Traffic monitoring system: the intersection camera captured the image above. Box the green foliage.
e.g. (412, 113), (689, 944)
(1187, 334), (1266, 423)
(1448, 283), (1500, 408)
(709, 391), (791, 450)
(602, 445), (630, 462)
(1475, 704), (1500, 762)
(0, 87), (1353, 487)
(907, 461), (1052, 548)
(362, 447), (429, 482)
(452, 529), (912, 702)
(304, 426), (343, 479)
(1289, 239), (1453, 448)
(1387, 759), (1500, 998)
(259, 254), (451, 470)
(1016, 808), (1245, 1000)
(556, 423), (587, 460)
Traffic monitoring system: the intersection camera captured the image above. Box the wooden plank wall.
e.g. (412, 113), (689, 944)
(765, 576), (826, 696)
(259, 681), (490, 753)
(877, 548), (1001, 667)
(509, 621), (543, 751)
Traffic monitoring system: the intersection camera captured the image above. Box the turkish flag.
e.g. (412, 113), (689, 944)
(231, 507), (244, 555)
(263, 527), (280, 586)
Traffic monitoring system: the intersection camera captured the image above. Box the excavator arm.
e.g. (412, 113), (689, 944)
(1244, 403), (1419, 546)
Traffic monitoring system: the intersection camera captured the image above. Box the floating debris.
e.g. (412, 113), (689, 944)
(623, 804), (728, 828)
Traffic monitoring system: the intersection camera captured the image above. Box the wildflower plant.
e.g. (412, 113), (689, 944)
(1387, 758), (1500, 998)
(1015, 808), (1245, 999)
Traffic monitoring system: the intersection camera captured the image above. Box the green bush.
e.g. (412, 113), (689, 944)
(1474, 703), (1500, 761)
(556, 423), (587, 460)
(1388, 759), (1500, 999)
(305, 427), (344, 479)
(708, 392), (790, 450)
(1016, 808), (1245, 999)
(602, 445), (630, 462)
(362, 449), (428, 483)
* * * * * * * * *
» **WORK INSTRUCTIONS**
Where the line containing "the excavator arm." appears in the records above, begin there and print every line through the last, exactly and with nothing else.

» **WRITTEN REPLY**
Traffic monitoring system: the intersection camera captured the image above. Box the excavator arm.
e.g. (412, 113), (689, 944)
(1244, 403), (1419, 546)
Traffic monitoring system: the intersection camera captured the image above. Box the floating debris.
e.g. (412, 113), (689, 944)
(623, 804), (728, 828)
Traffic monitoring system: the intersection camera captured the image above. Box the wildflower plant.
e.g. (412, 113), (689, 944)
(1387, 758), (1500, 998)
(1015, 808), (1245, 999)
Traffic monitoring system: the intersection camera captured the image above. Box the green bush.
e.g. (412, 113), (689, 944)
(1474, 703), (1500, 761)
(556, 423), (587, 460)
(1388, 759), (1500, 999)
(305, 427), (344, 479)
(708, 392), (790, 450)
(1016, 808), (1245, 999)
(602, 445), (630, 462)
(362, 449), (428, 483)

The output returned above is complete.